◆ **AUFGABENSTELLUNG**
Übertragen Sie folgenden Satz aus der Buchbesprechung ins Englische: „Der Gedanke des Lebens als Übung ist tatsächlich in der Lage, den Leser über 700 Seiten bei der Stange zu halten.“

Das Buch ist nicht nur Philosophie, sondern es verfolgt durchaus auch einen kulturwissenschaftlichen Ansatz. Kultur ist eines der Kernthemen des Werkes. Es erläutert auch philosophiegeschichtlich, wie verschiedene Denkmodelle voneinander beeinflusst wurden und wie sie aufeinander aufbauen und andererseits nicht im luftleeren Raum schweben, da die Denkweisen auch hier von Zeit und sozialem Zusammenhang beeinflusst sind.

Zielgruppe sind alle, die sich für Philosophie und kulturgeschichtliche sowie religiöse und zeitaktuelle Fragen interessieren und idealerweise schon ein paar Kenntnisse auf diesem Gebieten mitbringen. 


Aufmachung des Buches
"Du musst dein Leben ändern" ist ein gebundenes Buch von etwas über 700 Seiten Umfang, entsprechend ist das Papier relativ dünn. Das Schriftbild ist angenehm und gut zu lesen. Das Cover ist eher schlicht aufgemacht. Weißer Hintergrund, Titel und Name des Autoren, dazu eine Pyramide aus gleich aussehenden Gestalten im feinen Anzug, die das Thema Übung und Artistik symbolisieren sollen. Menschen, die als Artisten Pyramiden bilden, werden im Buch auch erwähnt.


Fazit
Es ist ein spannendes und auch in Kernaussagen gut verständliches Buch. Der Gedanke des Lebens als Übung ist tatsächlich in der Lage, den Leser über 700 Seiten bei der Stange zu halten. Interessant ist das Buch besonders dann, wenn es konkret wird und was ich besonders spannend fand, war der auf der Grundlage der Übung entwickelte Kulturbegriff. Gut, kleinere Längen können bei so einem Buch nicht ausbleiben, aber ich denke, ich habe es mit Gewinn gelesen und empfehle es gerne weiter an alle, die die Bereitschaft mitbringen, sich auf ungewöhnliche Gedanken und die Einladung zur Selbstreflexion einzulassen.

◆ **AUFLISTUNG**

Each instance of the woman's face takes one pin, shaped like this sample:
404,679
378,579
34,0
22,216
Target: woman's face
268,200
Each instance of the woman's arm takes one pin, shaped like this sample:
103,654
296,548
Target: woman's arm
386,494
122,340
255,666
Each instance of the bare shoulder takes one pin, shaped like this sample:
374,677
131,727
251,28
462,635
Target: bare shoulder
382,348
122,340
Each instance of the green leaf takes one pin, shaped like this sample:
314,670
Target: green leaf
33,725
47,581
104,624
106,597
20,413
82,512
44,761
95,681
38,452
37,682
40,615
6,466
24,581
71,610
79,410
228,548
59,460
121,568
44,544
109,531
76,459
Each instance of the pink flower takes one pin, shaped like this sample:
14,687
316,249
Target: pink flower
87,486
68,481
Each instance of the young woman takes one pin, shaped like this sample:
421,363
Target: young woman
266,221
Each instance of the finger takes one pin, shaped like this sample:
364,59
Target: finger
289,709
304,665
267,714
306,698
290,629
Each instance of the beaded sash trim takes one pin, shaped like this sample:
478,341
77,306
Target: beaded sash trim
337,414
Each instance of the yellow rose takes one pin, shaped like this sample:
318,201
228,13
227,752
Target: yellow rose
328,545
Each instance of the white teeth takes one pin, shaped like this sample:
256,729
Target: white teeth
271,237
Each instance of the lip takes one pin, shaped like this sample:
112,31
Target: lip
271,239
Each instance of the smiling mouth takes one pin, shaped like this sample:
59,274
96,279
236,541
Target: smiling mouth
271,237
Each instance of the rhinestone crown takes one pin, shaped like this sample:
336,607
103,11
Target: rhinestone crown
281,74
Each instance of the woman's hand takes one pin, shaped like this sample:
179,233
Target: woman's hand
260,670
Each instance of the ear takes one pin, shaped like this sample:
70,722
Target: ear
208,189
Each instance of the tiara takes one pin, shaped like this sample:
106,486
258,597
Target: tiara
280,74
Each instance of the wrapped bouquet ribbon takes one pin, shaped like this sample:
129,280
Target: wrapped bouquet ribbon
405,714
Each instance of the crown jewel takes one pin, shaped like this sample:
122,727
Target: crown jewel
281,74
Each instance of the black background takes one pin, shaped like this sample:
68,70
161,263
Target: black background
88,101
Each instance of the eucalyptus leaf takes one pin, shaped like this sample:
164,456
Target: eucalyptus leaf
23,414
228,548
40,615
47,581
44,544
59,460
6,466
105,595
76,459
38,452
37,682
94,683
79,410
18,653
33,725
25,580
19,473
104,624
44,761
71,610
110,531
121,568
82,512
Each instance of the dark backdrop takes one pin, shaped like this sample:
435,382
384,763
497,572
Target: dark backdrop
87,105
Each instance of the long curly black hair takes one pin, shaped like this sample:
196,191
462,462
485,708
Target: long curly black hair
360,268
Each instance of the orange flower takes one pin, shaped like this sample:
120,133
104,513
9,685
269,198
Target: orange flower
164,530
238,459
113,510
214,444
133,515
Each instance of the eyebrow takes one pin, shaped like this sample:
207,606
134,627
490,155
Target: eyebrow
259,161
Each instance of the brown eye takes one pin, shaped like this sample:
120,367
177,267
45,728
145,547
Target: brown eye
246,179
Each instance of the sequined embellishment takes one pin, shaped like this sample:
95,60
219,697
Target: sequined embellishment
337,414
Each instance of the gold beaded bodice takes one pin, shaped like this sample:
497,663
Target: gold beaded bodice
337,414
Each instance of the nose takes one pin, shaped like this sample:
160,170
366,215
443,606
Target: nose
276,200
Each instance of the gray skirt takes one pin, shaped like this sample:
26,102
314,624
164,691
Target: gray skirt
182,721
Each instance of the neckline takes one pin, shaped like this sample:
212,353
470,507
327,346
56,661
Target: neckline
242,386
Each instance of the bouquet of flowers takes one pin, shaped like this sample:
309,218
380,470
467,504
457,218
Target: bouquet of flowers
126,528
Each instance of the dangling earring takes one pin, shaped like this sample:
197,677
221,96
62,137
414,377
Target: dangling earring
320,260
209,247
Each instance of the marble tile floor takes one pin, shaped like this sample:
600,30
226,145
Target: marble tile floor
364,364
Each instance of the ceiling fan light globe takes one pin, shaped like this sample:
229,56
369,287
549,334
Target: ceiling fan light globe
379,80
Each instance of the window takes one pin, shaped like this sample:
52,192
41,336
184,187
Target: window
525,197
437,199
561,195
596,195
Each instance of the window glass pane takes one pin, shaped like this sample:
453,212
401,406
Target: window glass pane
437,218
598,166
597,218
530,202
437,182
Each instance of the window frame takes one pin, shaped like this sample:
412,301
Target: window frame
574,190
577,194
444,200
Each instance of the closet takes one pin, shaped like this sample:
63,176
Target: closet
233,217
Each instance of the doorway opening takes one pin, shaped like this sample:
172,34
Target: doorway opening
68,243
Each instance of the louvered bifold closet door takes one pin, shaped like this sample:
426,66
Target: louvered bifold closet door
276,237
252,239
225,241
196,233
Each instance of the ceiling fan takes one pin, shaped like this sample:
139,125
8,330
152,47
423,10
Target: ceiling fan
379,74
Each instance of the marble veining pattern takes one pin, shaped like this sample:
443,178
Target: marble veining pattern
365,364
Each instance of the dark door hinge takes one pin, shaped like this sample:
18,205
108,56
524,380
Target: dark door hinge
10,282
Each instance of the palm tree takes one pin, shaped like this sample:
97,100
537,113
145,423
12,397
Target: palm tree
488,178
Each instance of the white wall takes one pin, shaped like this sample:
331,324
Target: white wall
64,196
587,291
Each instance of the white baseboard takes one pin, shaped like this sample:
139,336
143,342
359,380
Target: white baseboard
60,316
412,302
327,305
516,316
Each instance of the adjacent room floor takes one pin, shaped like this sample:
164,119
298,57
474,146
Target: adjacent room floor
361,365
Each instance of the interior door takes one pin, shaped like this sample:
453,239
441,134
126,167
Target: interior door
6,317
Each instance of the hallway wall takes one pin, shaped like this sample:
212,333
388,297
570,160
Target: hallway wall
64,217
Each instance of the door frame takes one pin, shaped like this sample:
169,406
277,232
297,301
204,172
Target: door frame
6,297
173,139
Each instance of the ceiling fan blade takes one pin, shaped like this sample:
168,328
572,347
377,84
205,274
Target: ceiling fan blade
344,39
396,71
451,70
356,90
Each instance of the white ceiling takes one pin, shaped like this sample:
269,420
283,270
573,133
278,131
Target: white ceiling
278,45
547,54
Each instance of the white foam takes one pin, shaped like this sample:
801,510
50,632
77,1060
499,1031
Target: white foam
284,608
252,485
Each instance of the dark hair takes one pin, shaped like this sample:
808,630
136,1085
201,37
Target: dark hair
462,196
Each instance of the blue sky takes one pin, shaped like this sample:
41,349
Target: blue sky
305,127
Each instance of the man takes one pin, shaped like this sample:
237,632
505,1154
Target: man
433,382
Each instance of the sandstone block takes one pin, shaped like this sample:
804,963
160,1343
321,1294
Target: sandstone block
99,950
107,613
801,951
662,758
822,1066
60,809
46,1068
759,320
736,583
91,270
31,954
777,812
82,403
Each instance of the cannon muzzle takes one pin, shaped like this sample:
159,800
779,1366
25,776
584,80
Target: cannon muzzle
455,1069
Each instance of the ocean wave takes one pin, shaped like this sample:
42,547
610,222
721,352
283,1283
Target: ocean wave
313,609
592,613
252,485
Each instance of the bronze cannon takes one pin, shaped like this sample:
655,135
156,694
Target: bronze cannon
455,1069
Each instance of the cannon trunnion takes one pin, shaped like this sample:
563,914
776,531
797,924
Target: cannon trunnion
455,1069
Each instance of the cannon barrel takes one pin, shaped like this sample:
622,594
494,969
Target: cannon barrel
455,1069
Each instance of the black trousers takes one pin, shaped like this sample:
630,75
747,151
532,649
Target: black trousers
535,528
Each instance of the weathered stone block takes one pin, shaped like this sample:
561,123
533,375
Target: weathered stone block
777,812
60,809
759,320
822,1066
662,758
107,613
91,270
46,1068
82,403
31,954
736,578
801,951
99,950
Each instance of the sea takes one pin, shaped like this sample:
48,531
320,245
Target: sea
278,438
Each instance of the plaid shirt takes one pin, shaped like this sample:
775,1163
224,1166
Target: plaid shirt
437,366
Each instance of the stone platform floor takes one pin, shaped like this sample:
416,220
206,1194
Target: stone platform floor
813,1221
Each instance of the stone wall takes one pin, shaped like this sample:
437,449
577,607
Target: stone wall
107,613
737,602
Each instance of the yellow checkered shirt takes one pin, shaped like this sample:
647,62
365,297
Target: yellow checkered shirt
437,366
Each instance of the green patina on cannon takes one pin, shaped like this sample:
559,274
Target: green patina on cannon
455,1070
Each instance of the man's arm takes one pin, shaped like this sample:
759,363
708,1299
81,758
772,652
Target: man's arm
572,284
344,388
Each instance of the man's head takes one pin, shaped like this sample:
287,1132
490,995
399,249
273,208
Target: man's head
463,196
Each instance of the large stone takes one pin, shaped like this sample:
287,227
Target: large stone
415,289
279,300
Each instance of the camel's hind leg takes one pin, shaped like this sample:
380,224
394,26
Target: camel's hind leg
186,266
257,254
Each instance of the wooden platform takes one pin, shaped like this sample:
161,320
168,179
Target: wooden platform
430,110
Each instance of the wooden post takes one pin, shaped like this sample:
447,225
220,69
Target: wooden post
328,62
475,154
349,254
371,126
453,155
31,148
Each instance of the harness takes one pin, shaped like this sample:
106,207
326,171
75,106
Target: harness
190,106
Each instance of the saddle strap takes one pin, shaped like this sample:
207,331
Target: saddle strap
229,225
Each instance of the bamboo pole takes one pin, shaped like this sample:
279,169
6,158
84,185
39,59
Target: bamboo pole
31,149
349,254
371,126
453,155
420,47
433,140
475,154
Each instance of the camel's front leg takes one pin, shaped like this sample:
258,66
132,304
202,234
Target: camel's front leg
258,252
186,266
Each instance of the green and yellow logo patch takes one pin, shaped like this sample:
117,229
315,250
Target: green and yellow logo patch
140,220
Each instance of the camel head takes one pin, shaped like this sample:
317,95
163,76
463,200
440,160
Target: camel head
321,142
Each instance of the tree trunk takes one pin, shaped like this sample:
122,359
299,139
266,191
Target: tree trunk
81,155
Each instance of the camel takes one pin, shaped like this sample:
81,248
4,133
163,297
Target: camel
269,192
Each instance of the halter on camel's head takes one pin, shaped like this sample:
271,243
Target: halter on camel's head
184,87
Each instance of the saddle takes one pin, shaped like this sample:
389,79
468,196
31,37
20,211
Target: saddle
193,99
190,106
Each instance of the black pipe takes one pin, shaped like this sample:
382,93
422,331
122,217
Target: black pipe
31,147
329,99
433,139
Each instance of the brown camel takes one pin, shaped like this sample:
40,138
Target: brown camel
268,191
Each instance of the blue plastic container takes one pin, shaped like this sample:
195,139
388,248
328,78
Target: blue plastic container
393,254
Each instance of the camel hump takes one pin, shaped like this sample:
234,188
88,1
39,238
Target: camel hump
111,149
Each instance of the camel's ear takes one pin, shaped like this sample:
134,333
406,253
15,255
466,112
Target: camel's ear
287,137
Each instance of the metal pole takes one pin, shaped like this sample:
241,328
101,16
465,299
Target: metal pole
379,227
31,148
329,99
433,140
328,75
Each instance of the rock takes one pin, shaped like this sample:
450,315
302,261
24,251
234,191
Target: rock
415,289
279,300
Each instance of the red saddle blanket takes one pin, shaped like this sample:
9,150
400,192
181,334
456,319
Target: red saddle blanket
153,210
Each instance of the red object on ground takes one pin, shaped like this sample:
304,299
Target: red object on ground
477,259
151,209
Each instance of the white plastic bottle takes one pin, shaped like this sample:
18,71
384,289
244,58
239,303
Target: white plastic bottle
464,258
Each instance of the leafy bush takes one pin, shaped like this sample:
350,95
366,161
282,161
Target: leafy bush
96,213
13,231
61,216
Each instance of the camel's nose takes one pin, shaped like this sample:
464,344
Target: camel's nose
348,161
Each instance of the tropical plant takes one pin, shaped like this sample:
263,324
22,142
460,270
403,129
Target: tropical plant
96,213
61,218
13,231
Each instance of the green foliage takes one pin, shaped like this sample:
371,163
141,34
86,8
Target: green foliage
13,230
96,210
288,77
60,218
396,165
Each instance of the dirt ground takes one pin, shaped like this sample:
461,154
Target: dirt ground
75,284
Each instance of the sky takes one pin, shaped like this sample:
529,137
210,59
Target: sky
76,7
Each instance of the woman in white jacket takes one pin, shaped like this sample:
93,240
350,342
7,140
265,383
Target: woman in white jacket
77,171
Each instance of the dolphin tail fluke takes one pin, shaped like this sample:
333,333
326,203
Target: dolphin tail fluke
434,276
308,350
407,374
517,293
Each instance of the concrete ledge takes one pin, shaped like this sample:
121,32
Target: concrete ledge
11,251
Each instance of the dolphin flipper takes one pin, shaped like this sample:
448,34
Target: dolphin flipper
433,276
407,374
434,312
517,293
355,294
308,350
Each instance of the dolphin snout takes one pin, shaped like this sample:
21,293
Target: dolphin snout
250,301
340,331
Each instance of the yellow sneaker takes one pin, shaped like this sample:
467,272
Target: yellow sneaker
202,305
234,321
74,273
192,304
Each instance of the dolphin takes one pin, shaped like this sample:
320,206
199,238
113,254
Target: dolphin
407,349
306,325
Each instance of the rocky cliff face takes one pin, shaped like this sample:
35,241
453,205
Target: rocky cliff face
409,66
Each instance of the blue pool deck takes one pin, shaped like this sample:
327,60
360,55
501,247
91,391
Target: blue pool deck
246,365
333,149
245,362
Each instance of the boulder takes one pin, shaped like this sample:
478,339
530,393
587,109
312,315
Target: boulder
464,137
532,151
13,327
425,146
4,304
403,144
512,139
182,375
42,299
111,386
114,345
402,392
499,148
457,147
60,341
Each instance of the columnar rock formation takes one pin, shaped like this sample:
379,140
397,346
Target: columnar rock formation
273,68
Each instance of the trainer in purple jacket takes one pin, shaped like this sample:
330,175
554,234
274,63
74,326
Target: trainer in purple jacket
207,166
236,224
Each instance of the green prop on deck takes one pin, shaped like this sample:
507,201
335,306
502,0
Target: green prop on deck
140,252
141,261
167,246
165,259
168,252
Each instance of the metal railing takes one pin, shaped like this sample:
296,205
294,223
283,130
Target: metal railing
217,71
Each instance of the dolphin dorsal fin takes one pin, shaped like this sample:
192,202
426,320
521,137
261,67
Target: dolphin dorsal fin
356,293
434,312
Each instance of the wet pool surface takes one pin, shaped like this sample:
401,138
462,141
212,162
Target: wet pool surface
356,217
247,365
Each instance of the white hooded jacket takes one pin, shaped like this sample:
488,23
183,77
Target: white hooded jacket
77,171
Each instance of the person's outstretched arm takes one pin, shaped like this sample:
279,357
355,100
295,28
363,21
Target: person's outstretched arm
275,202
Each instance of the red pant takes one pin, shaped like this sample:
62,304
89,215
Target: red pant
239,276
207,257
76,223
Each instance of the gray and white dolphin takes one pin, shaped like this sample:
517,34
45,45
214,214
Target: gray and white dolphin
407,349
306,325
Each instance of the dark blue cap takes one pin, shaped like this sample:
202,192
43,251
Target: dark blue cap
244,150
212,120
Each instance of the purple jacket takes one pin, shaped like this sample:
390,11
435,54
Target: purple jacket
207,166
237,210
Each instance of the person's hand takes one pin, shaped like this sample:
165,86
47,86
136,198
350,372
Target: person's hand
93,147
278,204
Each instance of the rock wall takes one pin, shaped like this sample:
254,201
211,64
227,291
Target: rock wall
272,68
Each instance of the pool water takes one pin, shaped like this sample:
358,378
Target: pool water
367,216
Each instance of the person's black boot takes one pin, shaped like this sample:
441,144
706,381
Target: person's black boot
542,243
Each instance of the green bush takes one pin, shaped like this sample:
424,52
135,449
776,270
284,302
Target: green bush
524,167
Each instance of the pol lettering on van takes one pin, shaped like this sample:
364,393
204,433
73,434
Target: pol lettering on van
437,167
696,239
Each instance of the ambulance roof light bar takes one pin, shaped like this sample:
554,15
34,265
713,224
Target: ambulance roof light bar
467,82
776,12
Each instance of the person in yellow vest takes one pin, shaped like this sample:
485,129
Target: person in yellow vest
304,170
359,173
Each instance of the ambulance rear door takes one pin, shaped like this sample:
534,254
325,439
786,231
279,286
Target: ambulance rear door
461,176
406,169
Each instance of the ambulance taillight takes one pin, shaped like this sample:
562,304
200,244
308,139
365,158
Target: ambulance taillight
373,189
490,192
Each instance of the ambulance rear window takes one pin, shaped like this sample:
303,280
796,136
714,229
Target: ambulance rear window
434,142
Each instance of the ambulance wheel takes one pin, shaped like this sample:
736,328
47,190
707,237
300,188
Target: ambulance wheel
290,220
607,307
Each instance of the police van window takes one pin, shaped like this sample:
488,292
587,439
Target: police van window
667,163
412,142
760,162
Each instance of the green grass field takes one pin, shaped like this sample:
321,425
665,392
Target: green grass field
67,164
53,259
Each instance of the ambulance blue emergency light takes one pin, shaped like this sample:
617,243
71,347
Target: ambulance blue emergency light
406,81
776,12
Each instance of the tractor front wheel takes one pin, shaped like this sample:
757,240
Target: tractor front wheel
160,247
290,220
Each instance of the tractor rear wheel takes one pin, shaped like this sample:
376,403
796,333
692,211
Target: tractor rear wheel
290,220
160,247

◆ **ERGEBNIS**
The idea of life as practice is indeed capable of keeping the reader engaged for more than 700 pages.